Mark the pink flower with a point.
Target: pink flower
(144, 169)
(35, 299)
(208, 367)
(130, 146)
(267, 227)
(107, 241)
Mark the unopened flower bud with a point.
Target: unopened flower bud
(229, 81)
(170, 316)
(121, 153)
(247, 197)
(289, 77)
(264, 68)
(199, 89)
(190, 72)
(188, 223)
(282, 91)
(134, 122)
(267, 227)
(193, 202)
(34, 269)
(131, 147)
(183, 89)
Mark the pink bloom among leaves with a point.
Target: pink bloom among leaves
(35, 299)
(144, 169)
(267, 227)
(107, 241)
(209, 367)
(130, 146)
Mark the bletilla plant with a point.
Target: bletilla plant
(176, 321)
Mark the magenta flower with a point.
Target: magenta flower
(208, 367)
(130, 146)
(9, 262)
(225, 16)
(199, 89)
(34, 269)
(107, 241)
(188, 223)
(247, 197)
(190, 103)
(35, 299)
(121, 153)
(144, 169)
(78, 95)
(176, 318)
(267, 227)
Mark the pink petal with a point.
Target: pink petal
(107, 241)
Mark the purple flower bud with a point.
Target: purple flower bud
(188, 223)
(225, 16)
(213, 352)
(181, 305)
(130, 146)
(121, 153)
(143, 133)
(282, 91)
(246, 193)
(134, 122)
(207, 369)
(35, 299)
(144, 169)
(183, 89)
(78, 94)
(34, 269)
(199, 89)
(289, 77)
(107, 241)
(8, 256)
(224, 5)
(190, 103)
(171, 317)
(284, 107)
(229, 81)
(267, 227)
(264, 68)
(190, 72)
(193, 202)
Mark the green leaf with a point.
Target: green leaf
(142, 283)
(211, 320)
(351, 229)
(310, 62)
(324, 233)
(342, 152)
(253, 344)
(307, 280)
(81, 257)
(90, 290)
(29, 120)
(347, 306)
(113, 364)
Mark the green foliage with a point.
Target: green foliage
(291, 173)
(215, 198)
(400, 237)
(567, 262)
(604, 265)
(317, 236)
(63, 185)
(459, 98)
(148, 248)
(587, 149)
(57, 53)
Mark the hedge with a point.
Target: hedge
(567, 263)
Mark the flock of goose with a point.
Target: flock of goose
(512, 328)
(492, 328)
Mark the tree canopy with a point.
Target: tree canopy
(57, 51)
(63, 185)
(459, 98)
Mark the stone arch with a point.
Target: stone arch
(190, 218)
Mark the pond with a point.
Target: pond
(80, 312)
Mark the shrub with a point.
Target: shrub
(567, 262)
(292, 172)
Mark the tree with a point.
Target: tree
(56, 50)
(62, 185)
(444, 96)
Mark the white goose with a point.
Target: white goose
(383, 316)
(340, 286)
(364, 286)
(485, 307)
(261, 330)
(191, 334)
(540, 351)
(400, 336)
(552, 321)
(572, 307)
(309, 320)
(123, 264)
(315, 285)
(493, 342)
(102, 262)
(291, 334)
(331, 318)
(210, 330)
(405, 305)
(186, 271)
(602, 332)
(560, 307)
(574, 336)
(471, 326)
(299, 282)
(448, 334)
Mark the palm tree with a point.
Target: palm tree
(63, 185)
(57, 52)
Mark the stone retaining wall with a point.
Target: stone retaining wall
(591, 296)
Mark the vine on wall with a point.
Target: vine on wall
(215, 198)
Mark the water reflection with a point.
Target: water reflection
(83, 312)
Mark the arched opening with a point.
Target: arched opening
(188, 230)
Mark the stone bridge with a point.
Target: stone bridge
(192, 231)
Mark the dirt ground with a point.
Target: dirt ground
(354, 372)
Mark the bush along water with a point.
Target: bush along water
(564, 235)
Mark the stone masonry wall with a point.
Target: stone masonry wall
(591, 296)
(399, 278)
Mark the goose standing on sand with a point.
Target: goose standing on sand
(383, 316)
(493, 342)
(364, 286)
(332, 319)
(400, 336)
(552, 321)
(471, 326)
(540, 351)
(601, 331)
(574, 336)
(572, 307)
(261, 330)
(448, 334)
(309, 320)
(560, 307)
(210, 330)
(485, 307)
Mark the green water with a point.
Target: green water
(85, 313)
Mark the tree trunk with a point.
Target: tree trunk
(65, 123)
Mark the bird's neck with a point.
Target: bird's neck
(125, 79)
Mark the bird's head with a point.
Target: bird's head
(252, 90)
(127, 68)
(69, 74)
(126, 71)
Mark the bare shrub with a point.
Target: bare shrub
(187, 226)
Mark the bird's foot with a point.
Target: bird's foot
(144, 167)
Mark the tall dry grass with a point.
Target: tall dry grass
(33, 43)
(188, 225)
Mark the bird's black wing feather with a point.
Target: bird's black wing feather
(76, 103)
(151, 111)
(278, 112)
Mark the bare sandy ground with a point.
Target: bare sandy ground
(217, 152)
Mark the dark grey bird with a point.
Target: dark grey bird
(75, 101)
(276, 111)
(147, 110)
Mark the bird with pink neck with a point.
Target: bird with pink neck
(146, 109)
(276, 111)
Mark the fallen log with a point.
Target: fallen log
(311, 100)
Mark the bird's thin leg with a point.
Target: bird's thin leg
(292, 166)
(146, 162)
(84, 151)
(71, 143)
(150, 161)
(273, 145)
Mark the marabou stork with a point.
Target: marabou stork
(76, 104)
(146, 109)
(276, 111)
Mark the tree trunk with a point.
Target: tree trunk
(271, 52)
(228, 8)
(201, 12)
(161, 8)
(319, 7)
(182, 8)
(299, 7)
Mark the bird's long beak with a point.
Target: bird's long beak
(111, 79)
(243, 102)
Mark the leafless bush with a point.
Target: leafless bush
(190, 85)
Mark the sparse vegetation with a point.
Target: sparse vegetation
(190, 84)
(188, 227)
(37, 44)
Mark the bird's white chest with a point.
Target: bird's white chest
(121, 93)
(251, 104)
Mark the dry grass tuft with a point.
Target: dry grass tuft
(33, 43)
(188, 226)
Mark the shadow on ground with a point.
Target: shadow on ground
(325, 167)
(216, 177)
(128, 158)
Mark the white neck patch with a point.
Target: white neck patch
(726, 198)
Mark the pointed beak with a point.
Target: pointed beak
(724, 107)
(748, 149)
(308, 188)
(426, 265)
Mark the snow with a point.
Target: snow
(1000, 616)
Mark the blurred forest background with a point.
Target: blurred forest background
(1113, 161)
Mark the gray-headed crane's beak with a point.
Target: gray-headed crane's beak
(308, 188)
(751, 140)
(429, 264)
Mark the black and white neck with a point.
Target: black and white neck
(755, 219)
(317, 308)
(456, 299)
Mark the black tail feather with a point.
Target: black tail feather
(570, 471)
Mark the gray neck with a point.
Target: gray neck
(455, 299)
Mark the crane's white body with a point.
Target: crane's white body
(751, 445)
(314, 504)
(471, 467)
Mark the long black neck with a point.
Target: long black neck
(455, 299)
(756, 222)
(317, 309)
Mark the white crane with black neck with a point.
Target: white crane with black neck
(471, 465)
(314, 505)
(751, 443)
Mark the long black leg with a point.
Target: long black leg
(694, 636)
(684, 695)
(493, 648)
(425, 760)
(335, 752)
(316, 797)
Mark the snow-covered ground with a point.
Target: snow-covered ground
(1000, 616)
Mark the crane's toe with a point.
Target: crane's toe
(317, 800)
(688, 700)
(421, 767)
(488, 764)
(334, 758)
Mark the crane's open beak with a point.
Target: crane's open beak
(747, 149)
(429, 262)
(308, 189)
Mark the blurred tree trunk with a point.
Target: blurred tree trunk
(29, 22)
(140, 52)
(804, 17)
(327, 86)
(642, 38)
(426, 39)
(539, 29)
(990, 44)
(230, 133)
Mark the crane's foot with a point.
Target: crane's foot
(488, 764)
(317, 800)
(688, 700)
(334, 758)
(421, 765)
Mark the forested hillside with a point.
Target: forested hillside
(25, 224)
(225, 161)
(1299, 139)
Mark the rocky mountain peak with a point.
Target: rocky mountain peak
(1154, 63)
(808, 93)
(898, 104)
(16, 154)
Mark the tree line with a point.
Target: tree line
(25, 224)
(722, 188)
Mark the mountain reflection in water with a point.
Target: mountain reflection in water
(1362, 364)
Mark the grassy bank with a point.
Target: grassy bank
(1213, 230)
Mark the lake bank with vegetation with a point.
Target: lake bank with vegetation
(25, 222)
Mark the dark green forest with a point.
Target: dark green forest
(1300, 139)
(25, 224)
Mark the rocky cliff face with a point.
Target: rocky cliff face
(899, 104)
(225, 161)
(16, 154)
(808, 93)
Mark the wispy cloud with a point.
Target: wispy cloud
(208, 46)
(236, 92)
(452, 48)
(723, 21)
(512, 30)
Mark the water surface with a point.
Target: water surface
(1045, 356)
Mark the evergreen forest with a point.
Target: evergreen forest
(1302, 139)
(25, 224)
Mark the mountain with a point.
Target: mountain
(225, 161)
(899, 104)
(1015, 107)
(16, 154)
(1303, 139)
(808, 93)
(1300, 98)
——
◆ **Exercise description**:
Please rewrite the records from the line with "Mark the rocky cliff face with a point." through the end of the records, requests included, and shift every coordinate in the answer points by -12.

◆ **Complete response**:
Mark the rocky cliff face with a point.
Target: rocky cliff face
(887, 92)
(213, 149)
(4, 142)
(796, 81)
Mark the wispy cloud with a point.
Target: wispy cloud
(196, 34)
(224, 80)
(440, 36)
(711, 9)
(500, 18)
Mark the water surface with a point.
Target: water surface
(1033, 344)
Mark the evergreen forest with a point.
Target: evergreen forest
(1290, 127)
(13, 212)
Mark the mountain with a point.
Target: mountain
(213, 149)
(887, 92)
(1003, 95)
(4, 142)
(1291, 127)
(796, 81)
(1288, 86)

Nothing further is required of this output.